Below the surface of anxiety

  • Published
  • By Staff Sgt. Victoria Secrist
  • 48th Fighter Wing Public Affairs
In the Air Force, you constantly hear resiliency messages and taglines. I was like everyone else and didn't take these messages seriously, but they're here for a reason. This is my reason.

I hate to admit it, but it's true. I live every day in fear. Anxiety boils down to fear regardless of whether you want to admit you are fearful or not. I'm a strong person, so I struggle to accept this fear.

I've had anxiety for as long as I can remember, but it wasn't a choice. I didn't choose anxiety to follow me like a dark cloud and disrupt my life. I wish I didn't feel anxious in social situations, while I drive, or when the phone rings. I have many different triggers that make my heart race: I shake, fidget and become itchy. When I mentally experience too much stimuli, my body reacts in fight-or-flight mode.

So why? Why do I struggle with this problem when we all know it's not normal? I said this wasn't my choice in the beginning, and I stand by that whole-heartedly. But, it is my choice to allow it to control my life now and in the future. I was an anxious child, overweight and unhappy. I hated me.

I developed these feelings at a young age because I was raped when I was 7 years old. When you're that young, you don't understand what is happening to you. I was confused, so I took it out on myself in other ways. I had no one to talk to, and I shut down emotionally for a long time.

This pain continued to affect my adult life. I was abusing alcohol and making poor choices. I drank to lose control. Drinking relaxed me and took the anxiety away. I didn't have to care about anything when I drank, not even myself. I didn't care about myself because of the pain I felt deep down that I carried for so many years. I didn't tell anyone about the event or accept what happened to me until around this time last year.

As an Air Force broadcaster, I kept getting assigned to produce video projects about sexual assault prevention and alcohol abuse. I kept hearing the same message over and over: that it's okay to get help. It's a sign of strength to admit there is a problem and that you need help. That's when I decided to take the leap, and I didn't look back. I was breaking down, my anxiety was at an all-time high, and I knew I couldn't get over this hurdle alone.

I was in the military for nearly five years before I was able to ask for help. It took me 16 years to accept the root of my anxiety and alcohol abuse. Please don't let it take this long for you. I'm thankful I went through therapy before getting married or starting a family, as I can't imagine how my emotions would have affected them.

I'm grateful I had the support of the military when my life was crashing down around me. I had a variety of free resources at my disposal. I chose the mental health route, which led me to Alcohol and Drug Abuse Prevention & Treatment. ADAPT didn't kill my career, it changed my life for the better.

I've reached a place in life where I want to give back to others who have experienced sexual abuse. The Victim Advocate program is giving me that opportunity. Now, I can help others when their lives are crashing down around them.

Remember, these resources are available on base or by phone for a reason. Please don't let your pride get in the way of asking for help because life is what you make of it, so make it a great one.

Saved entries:
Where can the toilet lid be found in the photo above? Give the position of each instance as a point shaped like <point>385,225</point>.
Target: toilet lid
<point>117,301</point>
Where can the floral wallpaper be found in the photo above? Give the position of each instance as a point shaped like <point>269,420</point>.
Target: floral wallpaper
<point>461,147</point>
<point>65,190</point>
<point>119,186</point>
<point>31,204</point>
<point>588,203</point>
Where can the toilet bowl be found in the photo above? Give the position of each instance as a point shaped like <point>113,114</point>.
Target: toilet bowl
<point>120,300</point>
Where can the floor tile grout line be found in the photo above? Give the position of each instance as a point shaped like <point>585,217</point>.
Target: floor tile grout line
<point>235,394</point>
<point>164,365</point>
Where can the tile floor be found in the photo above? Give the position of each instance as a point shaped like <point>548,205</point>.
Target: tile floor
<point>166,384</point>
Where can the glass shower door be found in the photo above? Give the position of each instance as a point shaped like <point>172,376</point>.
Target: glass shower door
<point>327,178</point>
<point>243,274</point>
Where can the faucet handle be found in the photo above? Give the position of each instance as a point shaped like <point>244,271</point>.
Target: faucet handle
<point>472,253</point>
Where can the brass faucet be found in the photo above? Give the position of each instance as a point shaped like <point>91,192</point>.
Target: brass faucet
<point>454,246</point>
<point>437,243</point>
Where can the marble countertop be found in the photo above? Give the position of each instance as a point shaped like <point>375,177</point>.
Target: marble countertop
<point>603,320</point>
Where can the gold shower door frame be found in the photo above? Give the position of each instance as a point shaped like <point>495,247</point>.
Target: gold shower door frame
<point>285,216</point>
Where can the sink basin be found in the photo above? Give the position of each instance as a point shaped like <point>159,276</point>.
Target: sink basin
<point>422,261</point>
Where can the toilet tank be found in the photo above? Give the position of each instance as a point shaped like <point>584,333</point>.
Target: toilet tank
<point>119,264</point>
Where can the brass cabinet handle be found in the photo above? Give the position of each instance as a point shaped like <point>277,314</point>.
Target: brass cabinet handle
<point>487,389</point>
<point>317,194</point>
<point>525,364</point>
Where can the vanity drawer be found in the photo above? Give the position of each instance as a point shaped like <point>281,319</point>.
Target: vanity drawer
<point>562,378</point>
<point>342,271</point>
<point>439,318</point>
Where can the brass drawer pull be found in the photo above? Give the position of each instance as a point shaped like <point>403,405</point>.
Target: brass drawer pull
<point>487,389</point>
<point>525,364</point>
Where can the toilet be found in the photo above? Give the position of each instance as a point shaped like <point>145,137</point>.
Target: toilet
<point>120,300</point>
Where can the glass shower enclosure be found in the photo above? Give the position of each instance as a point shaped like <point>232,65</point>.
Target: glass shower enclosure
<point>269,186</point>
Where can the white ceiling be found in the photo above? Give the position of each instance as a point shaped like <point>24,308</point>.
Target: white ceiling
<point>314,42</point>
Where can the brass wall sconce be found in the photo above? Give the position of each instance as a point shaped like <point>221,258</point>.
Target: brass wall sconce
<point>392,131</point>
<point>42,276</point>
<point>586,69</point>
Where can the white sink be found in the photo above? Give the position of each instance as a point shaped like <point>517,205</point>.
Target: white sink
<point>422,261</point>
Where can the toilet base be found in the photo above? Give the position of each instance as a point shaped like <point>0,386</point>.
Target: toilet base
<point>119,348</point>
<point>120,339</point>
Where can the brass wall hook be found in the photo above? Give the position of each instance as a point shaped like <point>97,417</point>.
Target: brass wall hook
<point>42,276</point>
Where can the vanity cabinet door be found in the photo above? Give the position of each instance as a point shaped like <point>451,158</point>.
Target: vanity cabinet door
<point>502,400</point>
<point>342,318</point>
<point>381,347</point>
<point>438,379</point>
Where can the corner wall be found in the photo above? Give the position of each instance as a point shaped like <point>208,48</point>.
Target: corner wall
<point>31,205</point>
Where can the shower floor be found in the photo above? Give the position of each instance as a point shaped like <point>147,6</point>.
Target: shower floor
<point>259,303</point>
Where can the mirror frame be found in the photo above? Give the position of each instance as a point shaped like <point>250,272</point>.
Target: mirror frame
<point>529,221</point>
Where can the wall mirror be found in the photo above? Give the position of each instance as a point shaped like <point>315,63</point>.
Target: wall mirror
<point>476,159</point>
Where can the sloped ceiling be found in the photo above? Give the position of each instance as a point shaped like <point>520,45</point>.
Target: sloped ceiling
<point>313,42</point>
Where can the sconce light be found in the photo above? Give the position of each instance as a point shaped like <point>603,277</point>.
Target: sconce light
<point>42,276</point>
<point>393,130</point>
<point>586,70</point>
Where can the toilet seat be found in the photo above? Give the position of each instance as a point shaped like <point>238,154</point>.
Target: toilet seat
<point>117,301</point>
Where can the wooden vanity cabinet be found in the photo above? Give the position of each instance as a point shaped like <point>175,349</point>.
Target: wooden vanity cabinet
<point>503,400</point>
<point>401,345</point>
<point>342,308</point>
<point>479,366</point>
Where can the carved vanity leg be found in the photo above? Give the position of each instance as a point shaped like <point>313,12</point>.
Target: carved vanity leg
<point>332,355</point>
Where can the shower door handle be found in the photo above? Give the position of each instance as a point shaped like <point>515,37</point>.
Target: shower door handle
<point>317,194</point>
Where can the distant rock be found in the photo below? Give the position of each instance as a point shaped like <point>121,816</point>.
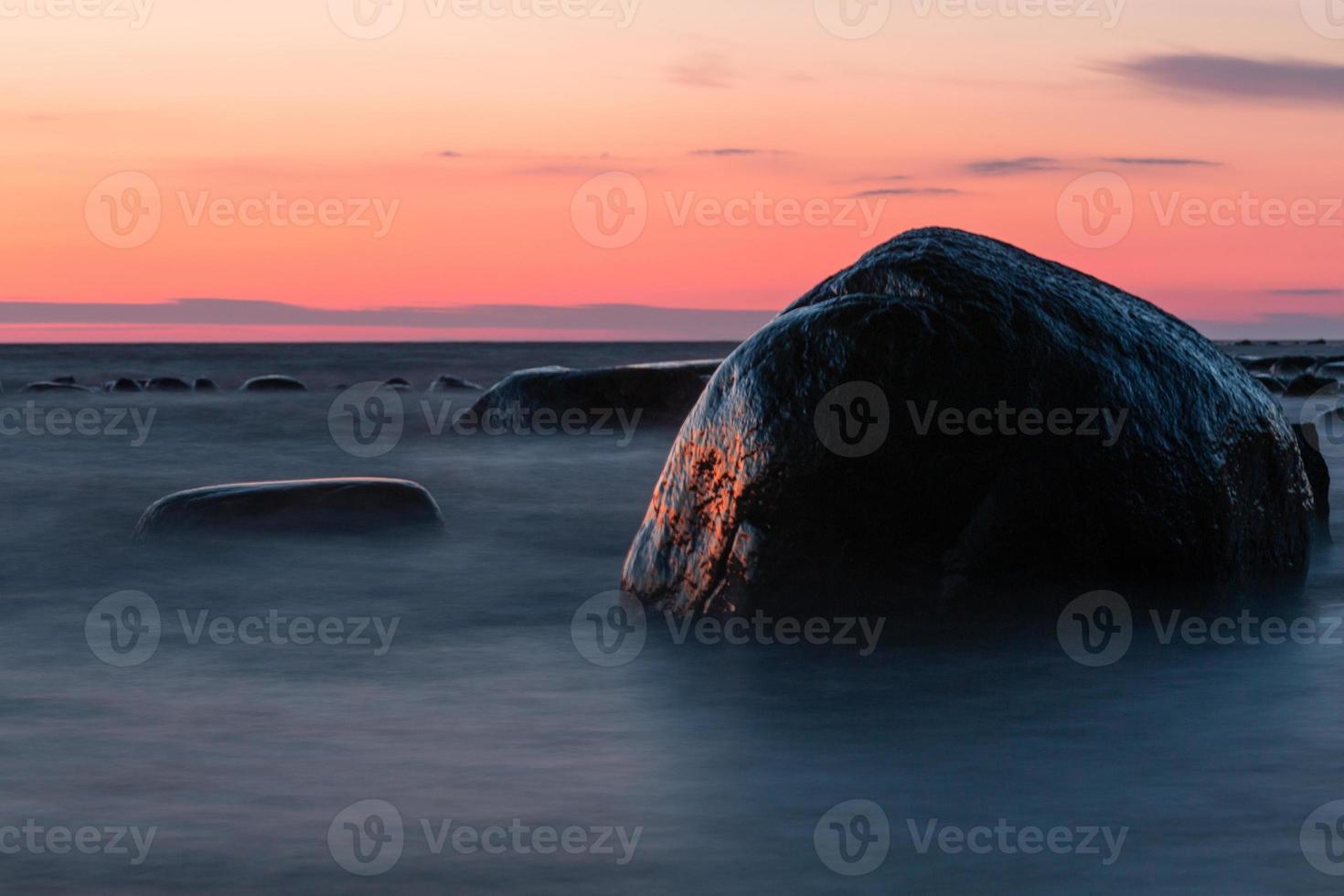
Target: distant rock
<point>804,481</point>
<point>167,384</point>
<point>273,383</point>
<point>51,386</point>
<point>1292,366</point>
<point>1307,384</point>
<point>453,384</point>
<point>302,508</point>
<point>1272,383</point>
<point>661,394</point>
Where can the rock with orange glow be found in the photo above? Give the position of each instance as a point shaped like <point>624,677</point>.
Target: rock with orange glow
<point>929,430</point>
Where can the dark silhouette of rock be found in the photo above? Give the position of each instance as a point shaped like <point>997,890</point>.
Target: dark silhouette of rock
<point>273,383</point>
<point>763,504</point>
<point>167,384</point>
<point>453,384</point>
<point>303,508</point>
<point>1307,384</point>
<point>1293,366</point>
<point>1275,386</point>
<point>54,387</point>
<point>661,394</point>
<point>1317,473</point>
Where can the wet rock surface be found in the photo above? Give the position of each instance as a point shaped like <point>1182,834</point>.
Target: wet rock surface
<point>765,504</point>
<point>299,508</point>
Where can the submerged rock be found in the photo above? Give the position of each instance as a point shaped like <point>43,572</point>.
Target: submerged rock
<point>660,394</point>
<point>54,387</point>
<point>820,473</point>
<point>1317,473</point>
<point>167,384</point>
<point>1307,384</point>
<point>453,384</point>
<point>1273,384</point>
<point>273,383</point>
<point>302,507</point>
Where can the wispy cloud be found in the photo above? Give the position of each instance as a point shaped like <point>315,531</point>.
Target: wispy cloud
<point>1329,292</point>
<point>671,323</point>
<point>991,166</point>
<point>906,191</point>
<point>735,151</point>
<point>1157,162</point>
<point>1240,77</point>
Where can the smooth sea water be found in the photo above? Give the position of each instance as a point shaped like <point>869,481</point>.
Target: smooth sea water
<point>483,710</point>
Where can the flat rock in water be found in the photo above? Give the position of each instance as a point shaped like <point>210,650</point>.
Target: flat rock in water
<point>300,508</point>
<point>273,383</point>
<point>167,384</point>
<point>1307,384</point>
<point>661,394</point>
<point>453,384</point>
<point>818,473</point>
<point>54,387</point>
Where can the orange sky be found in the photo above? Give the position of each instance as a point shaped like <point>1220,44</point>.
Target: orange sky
<point>280,152</point>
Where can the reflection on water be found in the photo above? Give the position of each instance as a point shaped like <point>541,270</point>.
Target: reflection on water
<point>484,712</point>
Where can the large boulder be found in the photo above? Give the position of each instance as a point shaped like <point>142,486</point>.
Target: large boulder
<point>824,468</point>
<point>657,392</point>
<point>303,508</point>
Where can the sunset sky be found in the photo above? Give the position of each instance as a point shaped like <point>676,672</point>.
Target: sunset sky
<point>320,182</point>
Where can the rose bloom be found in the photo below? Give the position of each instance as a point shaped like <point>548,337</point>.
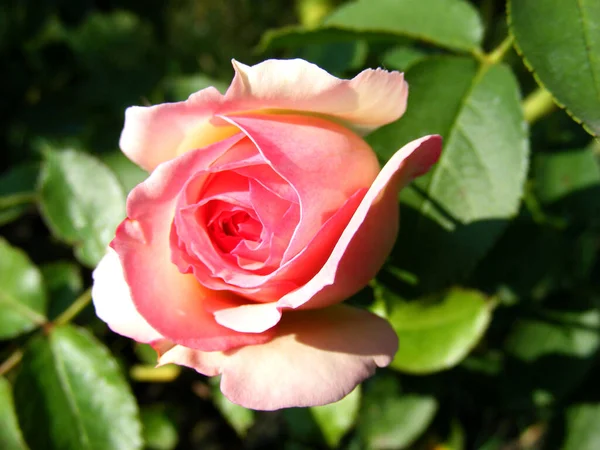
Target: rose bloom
<point>263,211</point>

§ Tasks to perform:
1/ Rewrite the essay on anxiety, beginning at the words "Remember, these resources" and stopping after "a great one.", with "pride" changed to "fear".
2/ According to the essay on anxiety, how many years did it take the writer to accept the root of the anxiety and alcohol abuse?

§ Answer section:
1/
Remember, these resources are available on base or by phone for a reason. Please don't let your fear get in the way of asking for help because life is what you make of it, so make it a great one.

2/ 16 years.